PROVIDED PASSAGE:

My mother, Esther, could not be bothered with driving the seventy-three miles to the King Solomon Cemetery in Clifton, New Jersey. She would not have gone had I not volunteered to take the day off from work to drive her. My cousin Ellen, who assured Esther it would be okay if she didn’t come, sounded grateful when I called to say we would be there. I explained I was a bit uncomfortable about attending, because I had the impression Uncle Jesse disliked me and would not have wanted me there. Ellen didn’t disagree, but chuckled and said he could be difficult. So Esther and I, together with Ms Keogh, my cherished companion, went to Jesse’s funeral.

I had previously told my mother I didn’t want her to say anything disrespectful about her brother while we were within a mile of the cemetery. She promised she wouldn’t, was insulted that I thought she didn’t know how to behave.

Meanwhile, during the long drive north, we tolerated the tiresome retellings of various injuries she suffered at the hands of her brother, stories we had heard hundreds of times. For example, she retold the story of how she won a giant crayon in school. She never had a crayon before and was thrilled. She was all of six years old. Jesse was twelve. Jesse insisted on the rights of the first born male to be given half the crayon, perhaps not putting it in exactly those terms. In any case, little Esther refused, until Jesse brought it to the attention of their mother. Their mother defended his privilege. Jesse broke the crayon in two, taking for himself the larger portion. Esther never forgave him. She held such grudges her entire life and that was just the earliest example. She made the drive tedious and imbued the occasion with the wrong sentiment.

Anyone who met my mother for the first time, was usually impressed with her vitality. She saw to it that everybody ate. If she knew beforehand what you liked, she would see to it that she had it on hand before you arrived. She could be an excellent host and if you didn’t eat, she was certain she was doing something wrong. Despite her focus on food, Esther herself remained slender her entire adult life. This fit her uncommon sense of style, her excellent taste in clothes.

Esther had a fantastic sense of interior decorating, yet did not have a good sense of decorum. She could be inappropriate and unintentionally discourteous. She launched into public tantrums with my father. She didn’t perceive herself to be rude, but she was a self-absorbed narcissist, an incessant talker, who never let anybody else finish a sentence. Men tolerated it because she was attractive. Women either learned to talk over her or sat quietly regarding her as an entertainment. When it came to solemn affairs, Esther would prattle away, gossiping and laughing, even making snide remarks when she thought no one else could hear. She was a very critical woman, but only behind other people’s backs. Her husband and children she could criticize to their face and publicly. Still, thinking no one else could hear rarely spared her, being hard of hearing, perhaps effectively deaf later in life. She was loud despite her inadequate hearing aid. Her whispers could be heard a room away.

Even if no one else did hear, she was utterly indifferent to my own sensitivity, forgetting her promise and bitterly complaining about her brother while we were in the cemetery. “No one can hear,” she said, “we’re in the car.” She was in the car. I was standing alongside the car, the door wide opened, and she speaking especially loud to be certain I could hear.

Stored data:
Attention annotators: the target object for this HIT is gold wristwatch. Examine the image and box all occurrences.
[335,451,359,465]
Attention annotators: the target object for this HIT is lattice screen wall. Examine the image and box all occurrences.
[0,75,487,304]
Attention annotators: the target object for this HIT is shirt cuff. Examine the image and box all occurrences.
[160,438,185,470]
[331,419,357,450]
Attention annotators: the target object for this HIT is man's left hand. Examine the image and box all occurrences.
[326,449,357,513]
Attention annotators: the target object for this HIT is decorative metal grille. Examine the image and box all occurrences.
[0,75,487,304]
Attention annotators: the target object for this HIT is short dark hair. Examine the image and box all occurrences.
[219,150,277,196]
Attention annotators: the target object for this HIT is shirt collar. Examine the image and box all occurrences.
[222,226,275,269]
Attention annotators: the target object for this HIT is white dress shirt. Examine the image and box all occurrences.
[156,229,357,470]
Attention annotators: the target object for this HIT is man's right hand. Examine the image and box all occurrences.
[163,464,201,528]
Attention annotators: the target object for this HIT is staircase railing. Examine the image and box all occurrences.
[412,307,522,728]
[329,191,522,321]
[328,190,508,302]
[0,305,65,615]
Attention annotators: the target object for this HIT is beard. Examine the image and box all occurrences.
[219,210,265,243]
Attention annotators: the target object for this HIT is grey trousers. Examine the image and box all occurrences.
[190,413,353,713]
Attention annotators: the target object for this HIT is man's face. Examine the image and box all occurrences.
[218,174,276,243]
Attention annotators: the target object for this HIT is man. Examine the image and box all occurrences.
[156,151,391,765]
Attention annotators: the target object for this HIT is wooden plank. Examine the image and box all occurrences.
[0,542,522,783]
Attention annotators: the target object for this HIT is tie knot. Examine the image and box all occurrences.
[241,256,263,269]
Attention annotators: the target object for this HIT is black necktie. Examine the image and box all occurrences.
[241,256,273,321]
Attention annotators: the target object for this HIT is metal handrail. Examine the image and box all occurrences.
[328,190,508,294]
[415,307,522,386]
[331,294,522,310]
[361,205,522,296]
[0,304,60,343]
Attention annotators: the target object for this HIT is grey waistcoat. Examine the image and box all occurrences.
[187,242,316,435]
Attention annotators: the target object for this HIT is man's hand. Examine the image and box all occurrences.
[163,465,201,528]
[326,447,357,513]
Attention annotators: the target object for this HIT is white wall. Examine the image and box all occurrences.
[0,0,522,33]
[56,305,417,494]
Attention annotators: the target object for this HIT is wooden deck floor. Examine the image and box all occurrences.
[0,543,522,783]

TASK LIST:
[1] List every person the funeral passage refers to by name.
[2] Write out the funeral passage word for word from "My mother, Esther, could" to "how to behave.".
[3] Translate this sentence from the funeral passage into Spanish: "She never had a crayon before and was thrilled."
The lines in the stored data have no connection to the funeral passage.

RESPONSES TO THE EXERCISE:
[1] Esther, Ellen, Jesse, Ms Keogh

[2]
My mother, Esther, could not be bothered with driving the seventy-three miles to the King Solomon Cemetery in Clifton, New Jersey. She would not have gone had I not volunteered to take the day off from work to drive her. My cousin Ellen, who assured Esther it would be okay if she didn’t come, sounded grateful when I called to say we would be there. I explained I was a bit uncomfortable about attending, because I had the impression Uncle Jesse disliked me and would not have wanted me there. Ellen didn’t disagree, but chuckled and said he could be difficult. So Esther and I, together with Ms Keogh, my cherished companion, went to Jesse’s funeral.

I had previously told my mother I didn’t want her to say anything disrespectful about her brother while we were within a mile of the cemetery. She promised she wouldn’t, was insulted that I thought she didn’t know how to behave.

[3] Nunca antes había tenido un crayón y estaba encantada.